■ Short problem ■
Please find every line in the records below that contains the string "roof", and copy each of those lines. Matching is case-sensitive.
[BEGIN Records provided]
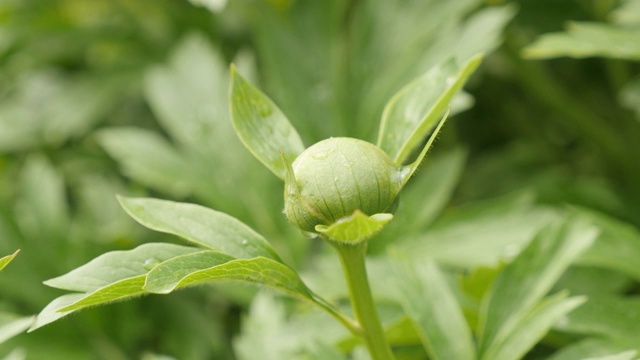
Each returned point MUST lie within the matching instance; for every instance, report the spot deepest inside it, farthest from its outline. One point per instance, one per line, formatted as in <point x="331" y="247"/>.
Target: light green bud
<point x="335" y="177"/>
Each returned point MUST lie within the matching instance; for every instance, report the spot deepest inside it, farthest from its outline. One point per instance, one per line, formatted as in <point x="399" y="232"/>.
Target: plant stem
<point x="352" y="258"/>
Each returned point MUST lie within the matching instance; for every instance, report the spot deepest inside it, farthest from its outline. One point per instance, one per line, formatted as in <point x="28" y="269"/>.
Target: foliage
<point x="517" y="236"/>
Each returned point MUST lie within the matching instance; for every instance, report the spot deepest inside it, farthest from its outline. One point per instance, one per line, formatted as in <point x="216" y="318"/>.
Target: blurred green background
<point x="117" y="96"/>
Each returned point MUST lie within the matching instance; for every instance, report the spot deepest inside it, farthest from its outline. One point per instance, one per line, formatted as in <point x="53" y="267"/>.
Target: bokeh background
<point x="108" y="97"/>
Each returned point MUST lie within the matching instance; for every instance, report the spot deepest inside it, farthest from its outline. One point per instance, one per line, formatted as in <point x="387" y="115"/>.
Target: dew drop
<point x="150" y="263"/>
<point x="320" y="155"/>
<point x="404" y="172"/>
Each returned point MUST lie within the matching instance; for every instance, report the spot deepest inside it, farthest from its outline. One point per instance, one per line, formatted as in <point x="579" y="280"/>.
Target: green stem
<point x="352" y="258"/>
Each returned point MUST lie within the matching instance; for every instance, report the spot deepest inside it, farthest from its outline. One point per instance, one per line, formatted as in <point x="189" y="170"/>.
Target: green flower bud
<point x="334" y="178"/>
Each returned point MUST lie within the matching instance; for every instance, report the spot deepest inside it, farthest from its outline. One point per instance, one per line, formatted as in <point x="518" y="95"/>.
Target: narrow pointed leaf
<point x="261" y="125"/>
<point x="51" y="312"/>
<point x="5" y="260"/>
<point x="113" y="276"/>
<point x="119" y="290"/>
<point x="200" y="268"/>
<point x="586" y="40"/>
<point x="200" y="225"/>
<point x="355" y="228"/>
<point x="116" y="266"/>
<point x="430" y="304"/>
<point x="414" y="110"/>
<point x="533" y="327"/>
<point x="627" y="355"/>
<point x="11" y="325"/>
<point x="523" y="282"/>
<point x="414" y="166"/>
<point x="165" y="277"/>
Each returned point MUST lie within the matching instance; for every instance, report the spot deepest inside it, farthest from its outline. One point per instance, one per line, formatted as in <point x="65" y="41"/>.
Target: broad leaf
<point x="592" y="349"/>
<point x="607" y="316"/>
<point x="479" y="234"/>
<point x="523" y="282"/>
<point x="52" y="312"/>
<point x="200" y="225"/>
<point x="416" y="109"/>
<point x="533" y="327"/>
<point x="261" y="125"/>
<point x="5" y="260"/>
<point x="430" y="304"/>
<point x="148" y="158"/>
<point x="588" y="39"/>
<point x="209" y="266"/>
<point x="618" y="245"/>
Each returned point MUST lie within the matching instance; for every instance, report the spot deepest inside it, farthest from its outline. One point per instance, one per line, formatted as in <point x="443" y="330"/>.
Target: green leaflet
<point x="415" y="110"/>
<point x="5" y="260"/>
<point x="355" y="228"/>
<point x="533" y="327"/>
<point x="200" y="225"/>
<point x="261" y="125"/>
<point x="587" y="39"/>
<point x="523" y="282"/>
<point x="209" y="266"/>
<point x="431" y="306"/>
<point x="12" y="325"/>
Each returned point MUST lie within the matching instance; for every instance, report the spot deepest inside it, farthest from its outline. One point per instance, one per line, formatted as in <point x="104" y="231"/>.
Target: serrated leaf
<point x="355" y="228"/>
<point x="523" y="282"/>
<point x="585" y="40"/>
<point x="197" y="269"/>
<point x="261" y="126"/>
<point x="5" y="260"/>
<point x="430" y="304"/>
<point x="200" y="225"/>
<point x="533" y="327"/>
<point x="415" y="110"/>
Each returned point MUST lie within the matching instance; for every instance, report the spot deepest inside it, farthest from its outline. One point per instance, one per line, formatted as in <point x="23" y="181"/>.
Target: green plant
<point x="514" y="312"/>
<point x="542" y="135"/>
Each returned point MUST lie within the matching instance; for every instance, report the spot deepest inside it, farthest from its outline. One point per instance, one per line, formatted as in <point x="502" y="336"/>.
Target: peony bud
<point x="335" y="177"/>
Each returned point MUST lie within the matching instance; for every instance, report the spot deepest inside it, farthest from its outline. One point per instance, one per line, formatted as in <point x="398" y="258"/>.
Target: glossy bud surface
<point x="335" y="177"/>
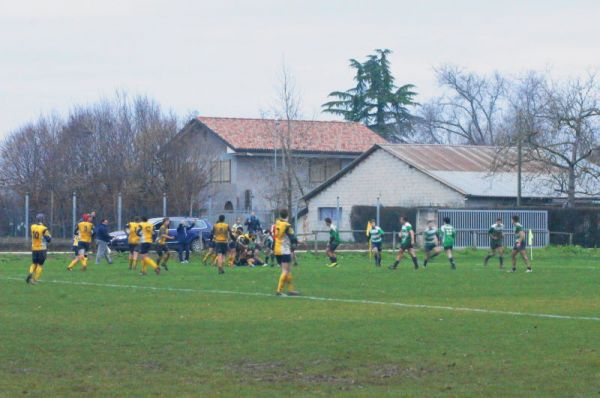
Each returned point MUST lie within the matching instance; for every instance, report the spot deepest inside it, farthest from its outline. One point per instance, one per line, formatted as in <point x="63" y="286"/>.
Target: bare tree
<point x="289" y="134"/>
<point x="557" y="125"/>
<point x="469" y="112"/>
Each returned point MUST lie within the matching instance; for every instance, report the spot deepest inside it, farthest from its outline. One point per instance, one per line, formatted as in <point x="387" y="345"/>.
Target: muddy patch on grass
<point x="345" y="377"/>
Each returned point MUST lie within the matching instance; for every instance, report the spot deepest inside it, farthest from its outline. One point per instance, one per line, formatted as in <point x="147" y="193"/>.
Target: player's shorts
<point x="520" y="246"/>
<point x="284" y="258"/>
<point x="145" y="248"/>
<point x="405" y="246"/>
<point x="83" y="247"/>
<point x="160" y="249"/>
<point x="495" y="245"/>
<point x="221" y="247"/>
<point x="376" y="246"/>
<point x="38" y="257"/>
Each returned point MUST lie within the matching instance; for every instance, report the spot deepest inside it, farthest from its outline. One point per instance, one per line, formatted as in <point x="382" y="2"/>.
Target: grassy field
<point x="190" y="332"/>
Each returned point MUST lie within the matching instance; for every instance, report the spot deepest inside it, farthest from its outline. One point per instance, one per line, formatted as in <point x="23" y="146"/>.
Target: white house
<point x="422" y="176"/>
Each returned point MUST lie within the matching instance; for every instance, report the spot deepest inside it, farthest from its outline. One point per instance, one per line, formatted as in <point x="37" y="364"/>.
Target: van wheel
<point x="197" y="246"/>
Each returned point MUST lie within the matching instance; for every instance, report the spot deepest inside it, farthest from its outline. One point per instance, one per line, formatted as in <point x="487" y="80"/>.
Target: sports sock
<point x="38" y="272"/>
<point x="416" y="262"/>
<point x="282" y="280"/>
<point x="151" y="263"/>
<point x="289" y="282"/>
<point x="75" y="260"/>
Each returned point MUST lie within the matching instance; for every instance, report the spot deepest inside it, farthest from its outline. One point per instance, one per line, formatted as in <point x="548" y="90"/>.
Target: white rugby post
<point x="27" y="216"/>
<point x="74" y="211"/>
<point x="119" y="211"/>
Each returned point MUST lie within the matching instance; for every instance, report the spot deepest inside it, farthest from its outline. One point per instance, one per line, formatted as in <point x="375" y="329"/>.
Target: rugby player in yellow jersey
<point x="145" y="231"/>
<point x="221" y="235"/>
<point x="133" y="239"/>
<point x="85" y="231"/>
<point x="162" y="249"/>
<point x="283" y="239"/>
<point x="40" y="236"/>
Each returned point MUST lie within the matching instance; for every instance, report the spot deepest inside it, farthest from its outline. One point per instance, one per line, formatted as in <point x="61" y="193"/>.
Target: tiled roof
<point x="308" y="136"/>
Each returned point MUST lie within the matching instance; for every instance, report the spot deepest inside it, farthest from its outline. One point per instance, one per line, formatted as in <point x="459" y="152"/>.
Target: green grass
<point x="60" y="339"/>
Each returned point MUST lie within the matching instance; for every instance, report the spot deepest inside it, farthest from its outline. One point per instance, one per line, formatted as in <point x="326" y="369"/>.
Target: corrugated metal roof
<point x="450" y="157"/>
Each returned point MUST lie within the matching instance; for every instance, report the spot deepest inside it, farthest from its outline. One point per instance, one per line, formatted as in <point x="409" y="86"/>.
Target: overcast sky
<point x="222" y="58"/>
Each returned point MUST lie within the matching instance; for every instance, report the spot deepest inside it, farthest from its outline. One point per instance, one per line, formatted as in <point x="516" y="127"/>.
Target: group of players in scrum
<point x="278" y="244"/>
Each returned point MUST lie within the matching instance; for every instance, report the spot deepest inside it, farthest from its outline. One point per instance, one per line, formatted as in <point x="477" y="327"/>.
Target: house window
<point x="320" y="170"/>
<point x="220" y="171"/>
<point x="330" y="212"/>
<point x="248" y="199"/>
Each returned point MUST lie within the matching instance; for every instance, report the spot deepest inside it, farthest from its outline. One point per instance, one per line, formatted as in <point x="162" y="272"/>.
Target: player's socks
<point x="73" y="263"/>
<point x="415" y="262"/>
<point x="38" y="273"/>
<point x="452" y="263"/>
<point x="289" y="282"/>
<point x="282" y="280"/>
<point x="487" y="258"/>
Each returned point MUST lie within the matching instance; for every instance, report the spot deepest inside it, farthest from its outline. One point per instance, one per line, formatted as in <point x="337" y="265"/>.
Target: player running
<point x="432" y="242"/>
<point x="284" y="238"/>
<point x="520" y="246"/>
<point x="162" y="249"/>
<point x="133" y="239"/>
<point x="145" y="230"/>
<point x="496" y="235"/>
<point x="334" y="241"/>
<point x="375" y="234"/>
<point x="85" y="230"/>
<point x="221" y="236"/>
<point x="448" y="236"/>
<point x="40" y="237"/>
<point x="407" y="244"/>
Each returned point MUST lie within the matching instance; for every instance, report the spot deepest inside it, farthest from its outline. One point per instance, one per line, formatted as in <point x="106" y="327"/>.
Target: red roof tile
<point x="309" y="136"/>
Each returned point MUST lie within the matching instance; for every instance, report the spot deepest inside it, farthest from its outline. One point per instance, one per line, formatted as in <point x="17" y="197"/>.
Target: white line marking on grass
<point x="331" y="299"/>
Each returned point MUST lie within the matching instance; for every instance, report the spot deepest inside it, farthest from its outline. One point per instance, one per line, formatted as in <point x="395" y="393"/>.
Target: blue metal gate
<point x="472" y="225"/>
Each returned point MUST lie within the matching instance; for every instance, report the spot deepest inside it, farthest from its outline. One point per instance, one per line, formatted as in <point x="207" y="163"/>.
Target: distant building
<point x="246" y="155"/>
<point x="423" y="176"/>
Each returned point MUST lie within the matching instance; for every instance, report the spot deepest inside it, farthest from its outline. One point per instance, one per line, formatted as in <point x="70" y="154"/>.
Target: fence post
<point x="27" y="216"/>
<point x="120" y="212"/>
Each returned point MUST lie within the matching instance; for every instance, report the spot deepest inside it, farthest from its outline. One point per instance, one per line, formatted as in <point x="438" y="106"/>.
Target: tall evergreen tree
<point x="375" y="100"/>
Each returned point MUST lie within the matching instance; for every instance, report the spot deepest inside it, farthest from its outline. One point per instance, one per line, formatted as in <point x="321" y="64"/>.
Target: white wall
<point x="383" y="175"/>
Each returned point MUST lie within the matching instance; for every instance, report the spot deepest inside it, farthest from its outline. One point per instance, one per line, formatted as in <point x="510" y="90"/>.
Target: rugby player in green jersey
<point x="520" y="246"/>
<point x="448" y="236"/>
<point x="432" y="242"/>
<point x="496" y="235"/>
<point x="407" y="244"/>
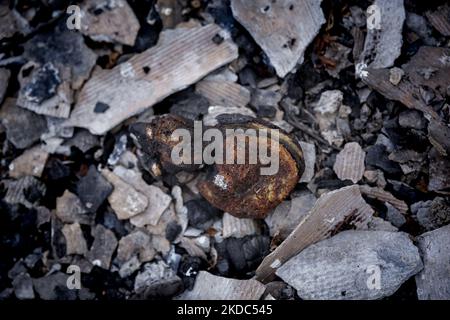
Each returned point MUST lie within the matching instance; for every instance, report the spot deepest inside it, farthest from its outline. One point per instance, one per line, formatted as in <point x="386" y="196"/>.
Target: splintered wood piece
<point x="429" y="67"/>
<point x="283" y="29"/>
<point x="350" y="162"/>
<point x="384" y="196"/>
<point x="440" y="19"/>
<point x="181" y="58"/>
<point x="211" y="287"/>
<point x="331" y="211"/>
<point x="238" y="228"/>
<point x="384" y="36"/>
<point x="113" y="22"/>
<point x="223" y="93"/>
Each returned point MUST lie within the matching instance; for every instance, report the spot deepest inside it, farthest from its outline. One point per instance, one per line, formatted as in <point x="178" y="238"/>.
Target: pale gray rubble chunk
<point x="109" y="21"/>
<point x="223" y="93"/>
<point x="23" y="287"/>
<point x="137" y="243"/>
<point x="431" y="214"/>
<point x="349" y="162"/>
<point x="125" y="200"/>
<point x="384" y="37"/>
<point x="285" y="217"/>
<point x="180" y="58"/>
<point x="158" y="200"/>
<point x="286" y="46"/>
<point x="211" y="287"/>
<point x="433" y="282"/>
<point x="238" y="228"/>
<point x="15" y="119"/>
<point x="157" y="280"/>
<point x="30" y="163"/>
<point x="4" y="80"/>
<point x="309" y="154"/>
<point x="326" y="110"/>
<point x="102" y="249"/>
<point x="69" y="209"/>
<point x="75" y="242"/>
<point x="83" y="140"/>
<point x="346" y="266"/>
<point x="18" y="191"/>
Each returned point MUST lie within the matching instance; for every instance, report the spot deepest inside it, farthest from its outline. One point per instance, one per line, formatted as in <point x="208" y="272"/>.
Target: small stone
<point x="30" y="163"/>
<point x="15" y="119"/>
<point x="395" y="75"/>
<point x="138" y="244"/>
<point x="23" y="287"/>
<point x="433" y="283"/>
<point x="93" y="189"/>
<point x="309" y="153"/>
<point x="125" y="200"/>
<point x="157" y="280"/>
<point x="350" y="162"/>
<point x="102" y="249"/>
<point x="75" y="242"/>
<point x="343" y="267"/>
<point x="69" y="209"/>
<point x="211" y="287"/>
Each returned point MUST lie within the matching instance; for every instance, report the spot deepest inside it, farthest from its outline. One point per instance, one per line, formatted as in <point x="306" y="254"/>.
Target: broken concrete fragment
<point x="157" y="280"/>
<point x="26" y="190"/>
<point x="439" y="18"/>
<point x="102" y="249"/>
<point x="223" y="93"/>
<point x="309" y="154"/>
<point x="350" y="162"/>
<point x="431" y="214"/>
<point x="75" y="242"/>
<point x="137" y="244"/>
<point x="23" y="287"/>
<point x="353" y="265"/>
<point x="15" y="119"/>
<point x="384" y="196"/>
<point x="439" y="171"/>
<point x="384" y="36"/>
<point x="276" y="28"/>
<point x="331" y="211"/>
<point x="30" y="163"/>
<point x="283" y="220"/>
<point x="433" y="282"/>
<point x="109" y="21"/>
<point x="4" y="80"/>
<point x="211" y="287"/>
<point x="182" y="57"/>
<point x="93" y="189"/>
<point x="125" y="200"/>
<point x="238" y="228"/>
<point x="158" y="200"/>
<point x="70" y="209"/>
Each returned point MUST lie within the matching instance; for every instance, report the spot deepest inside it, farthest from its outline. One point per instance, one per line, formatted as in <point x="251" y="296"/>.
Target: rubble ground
<point x="93" y="207"/>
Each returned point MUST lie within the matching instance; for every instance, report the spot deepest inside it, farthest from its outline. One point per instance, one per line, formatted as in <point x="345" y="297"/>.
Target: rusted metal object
<point x="239" y="189"/>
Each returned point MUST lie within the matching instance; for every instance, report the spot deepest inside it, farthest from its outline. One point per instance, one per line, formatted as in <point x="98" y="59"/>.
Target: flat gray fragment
<point x="343" y="267"/>
<point x="433" y="283"/>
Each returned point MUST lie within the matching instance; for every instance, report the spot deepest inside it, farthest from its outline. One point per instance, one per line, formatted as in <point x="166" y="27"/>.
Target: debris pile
<point x="354" y="100"/>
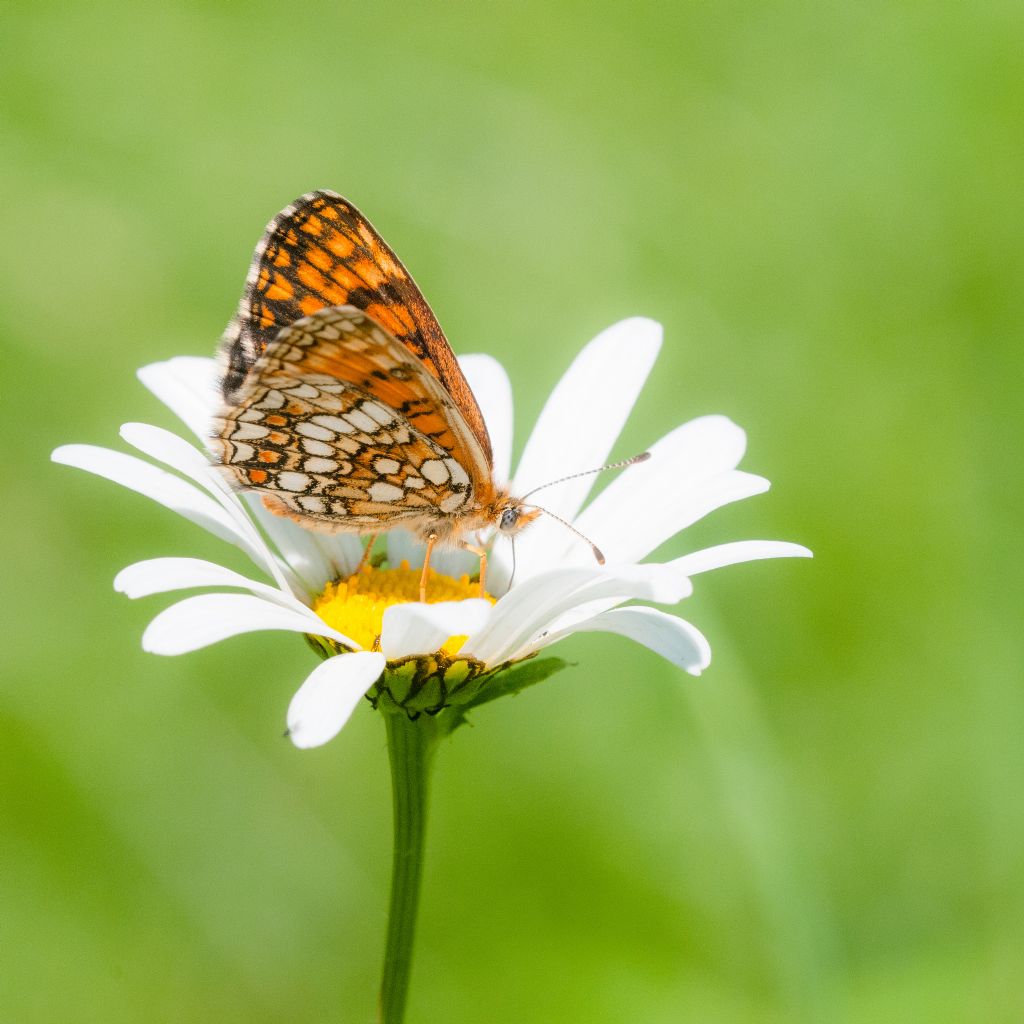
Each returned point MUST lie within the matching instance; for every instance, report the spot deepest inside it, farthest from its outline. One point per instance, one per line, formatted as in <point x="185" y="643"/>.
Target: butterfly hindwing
[END Records provided]
■ Solution below ■
Target: tiled roof
Target: corrugated metal roof
Target: red roof tile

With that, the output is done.